▸ **Instruction**: Starting at the line that contains "any swan reflection" and ending after the line that contains "[173,256,444,330]", give that part of the material again with "can be spotted" changed to "is visible" and nothing else altered.

::: Given data :::

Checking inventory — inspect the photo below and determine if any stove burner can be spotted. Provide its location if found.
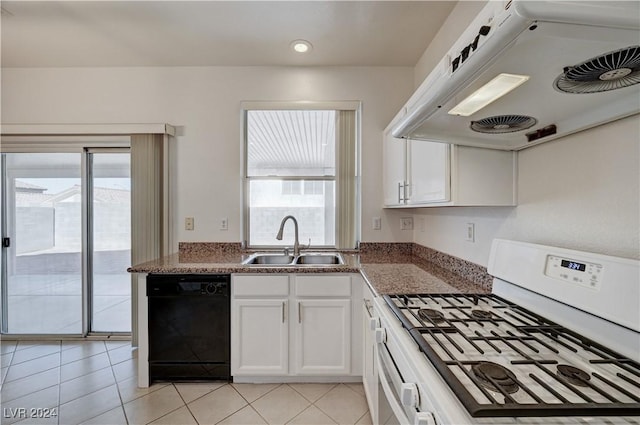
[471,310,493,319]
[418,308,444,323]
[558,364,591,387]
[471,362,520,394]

:::
::: Given data :::

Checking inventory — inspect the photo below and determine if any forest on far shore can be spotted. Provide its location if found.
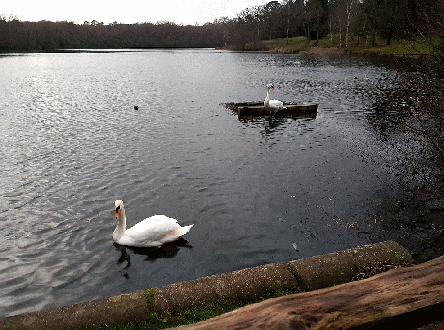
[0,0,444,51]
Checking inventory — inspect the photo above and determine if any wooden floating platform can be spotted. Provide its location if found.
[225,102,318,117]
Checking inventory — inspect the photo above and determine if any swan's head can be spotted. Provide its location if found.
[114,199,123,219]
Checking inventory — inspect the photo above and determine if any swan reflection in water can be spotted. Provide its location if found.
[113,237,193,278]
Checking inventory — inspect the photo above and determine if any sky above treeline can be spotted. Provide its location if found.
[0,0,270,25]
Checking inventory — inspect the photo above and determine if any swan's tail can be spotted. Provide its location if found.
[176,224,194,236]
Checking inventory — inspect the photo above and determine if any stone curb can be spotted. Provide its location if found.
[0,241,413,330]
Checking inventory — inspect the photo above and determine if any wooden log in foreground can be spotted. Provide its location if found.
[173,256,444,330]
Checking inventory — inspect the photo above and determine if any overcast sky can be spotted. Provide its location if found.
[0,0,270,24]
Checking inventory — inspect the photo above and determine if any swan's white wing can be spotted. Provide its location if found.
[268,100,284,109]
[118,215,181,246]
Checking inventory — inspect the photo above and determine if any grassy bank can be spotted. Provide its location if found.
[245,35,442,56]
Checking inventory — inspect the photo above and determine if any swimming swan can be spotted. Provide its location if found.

:::

▸ **Expected answer**:
Checking inventory — inspect the photo above and determine if any swan reflection in water is visible. Provide its location if found.
[113,237,193,278]
Checking inventory — inspect the photo above and determine if any sky above treeline is visible. Provide its location if found.
[0,0,270,25]
Checking inventory — inspect the photo above and determine if any swan's tail is visible. Provide its location if found.
[176,224,194,236]
Checking inventory — inspect the photo above and determine if any stone curb is visible. Provide its location if found.
[0,241,413,330]
Checking inventory — inspect the photo above and determine if any wooden log in foreground is visible. Provide its location if found.
[173,256,444,330]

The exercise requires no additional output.